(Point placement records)
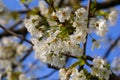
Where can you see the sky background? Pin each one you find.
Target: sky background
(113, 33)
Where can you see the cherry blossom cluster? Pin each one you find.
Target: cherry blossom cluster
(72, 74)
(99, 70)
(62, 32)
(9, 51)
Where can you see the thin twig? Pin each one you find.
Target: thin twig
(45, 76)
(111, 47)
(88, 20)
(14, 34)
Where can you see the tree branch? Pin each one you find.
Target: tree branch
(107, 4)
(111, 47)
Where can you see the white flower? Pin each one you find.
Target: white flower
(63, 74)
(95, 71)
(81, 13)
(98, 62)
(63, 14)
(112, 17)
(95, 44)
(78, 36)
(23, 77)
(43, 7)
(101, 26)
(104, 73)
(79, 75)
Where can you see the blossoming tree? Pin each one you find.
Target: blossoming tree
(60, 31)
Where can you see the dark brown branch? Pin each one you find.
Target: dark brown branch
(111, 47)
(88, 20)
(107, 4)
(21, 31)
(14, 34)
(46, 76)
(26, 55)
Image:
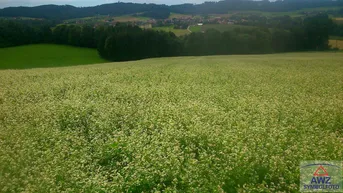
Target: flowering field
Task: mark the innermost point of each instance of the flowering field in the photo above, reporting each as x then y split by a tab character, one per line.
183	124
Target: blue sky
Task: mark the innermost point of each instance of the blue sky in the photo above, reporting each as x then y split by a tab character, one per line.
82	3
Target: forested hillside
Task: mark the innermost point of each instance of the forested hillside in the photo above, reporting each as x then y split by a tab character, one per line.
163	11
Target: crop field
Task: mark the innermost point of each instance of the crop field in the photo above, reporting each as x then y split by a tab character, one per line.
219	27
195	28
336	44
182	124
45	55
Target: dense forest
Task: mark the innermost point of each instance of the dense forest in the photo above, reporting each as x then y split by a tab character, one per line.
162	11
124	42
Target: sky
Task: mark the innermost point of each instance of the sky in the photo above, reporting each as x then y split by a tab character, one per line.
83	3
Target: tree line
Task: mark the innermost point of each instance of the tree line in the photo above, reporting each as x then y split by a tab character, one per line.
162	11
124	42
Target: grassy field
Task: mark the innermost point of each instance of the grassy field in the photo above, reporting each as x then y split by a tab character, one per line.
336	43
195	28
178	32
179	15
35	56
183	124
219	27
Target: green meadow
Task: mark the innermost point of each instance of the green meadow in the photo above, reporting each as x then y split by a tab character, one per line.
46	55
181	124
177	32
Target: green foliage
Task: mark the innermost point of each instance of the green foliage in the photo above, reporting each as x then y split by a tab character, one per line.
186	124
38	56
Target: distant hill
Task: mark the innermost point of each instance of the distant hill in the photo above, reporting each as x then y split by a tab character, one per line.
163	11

WHAT YOU NEED TO DO: Reproduce all the records verbatim, excluding images.

EXPECTED ANSWER:
Where can you see the sky background? Pin each one you find.
Target: sky background
(113, 33)
Where can you see the cherry blossom cluster? Pin each one you find.
Target: cherry blossom cluster
(72, 74)
(99, 70)
(62, 32)
(9, 51)
Where can you see the thin twig? Pin each one you find.
Target: thin twig
(45, 76)
(111, 47)
(88, 20)
(14, 34)
Where can you see the tree branch? Pin each one you find.
Target: tree branch
(107, 4)
(111, 47)
Where can you see the white flower? Pin each one you find.
Target: white flower
(63, 74)
(95, 71)
(81, 13)
(98, 62)
(63, 14)
(112, 17)
(95, 44)
(78, 36)
(23, 77)
(43, 7)
(101, 26)
(104, 73)
(79, 75)
Where can you see the blossoming tree? Pin each one you find.
Target: blossoming tree
(60, 31)
Where can you see the dark brown branch? Pin each one you find.
Target: dark brown branch
(111, 47)
(88, 20)
(107, 4)
(21, 31)
(14, 34)
(46, 76)
(26, 55)
Image:
Target: flowering field
Task: mark the innermost point of each instance of the flowering field in the photo above, reporting each as x then y split by a tab character, one per line.
183	124
Target: blue sky
Task: mark the innermost point of each instance of the blue sky in the photo above, reporting each as x then y split by a tab character, one per line.
82	3
Target: forested hillside
Task: mark the innermost point of each instance of the forested hillside in the photo above, reporting each as x then y split by a tab character, one per line.
163	11
Target: crop field
Task: mark the innermost point of each instance of the crop field in the photo above, reporting each as x then y split by a tab character, one per line.
219	27
195	28
336	44
182	124
45	55
Target: dense forest
Task: mark the innermost point of each instance of the dense forest in the photo above, reporting each as x then y split by a tab character, one per line.
162	11
124	42
Target: sky
Task: mark the innermost point of each instance of the sky in the photo above, reporting each as x then y split by a tab character, one per line.
83	3
Target: tree line
Task: mark the innermost point of each instance of the tree line in the photo above, reporting each as x then y split by a tab character, one per line.
162	11
124	42
Target: grassy field
Task: mark the innermost point of each instance of the grassy field in the photo above, reporting each as x then y split by a tab character, one per line.
336	43
195	28
178	32
179	15
35	56
183	124
219	27
Target: green meadow
Task: mark the innermost point of each instance of the green meadow in the photo above, reporting each as x then y split by a tab character, one per line.
46	55
181	124
177	32
Target: green foliage
Task: mark the innermost point of each instance of the green foliage in the photo above, reporting each as x then y split by a tab character, one per line.
186	124
38	56
Target: distant hill
Task: mark the innermost point of each instance of the distant hill in the photo above, reporting each as x then y split by a tab character, one per line.
163	11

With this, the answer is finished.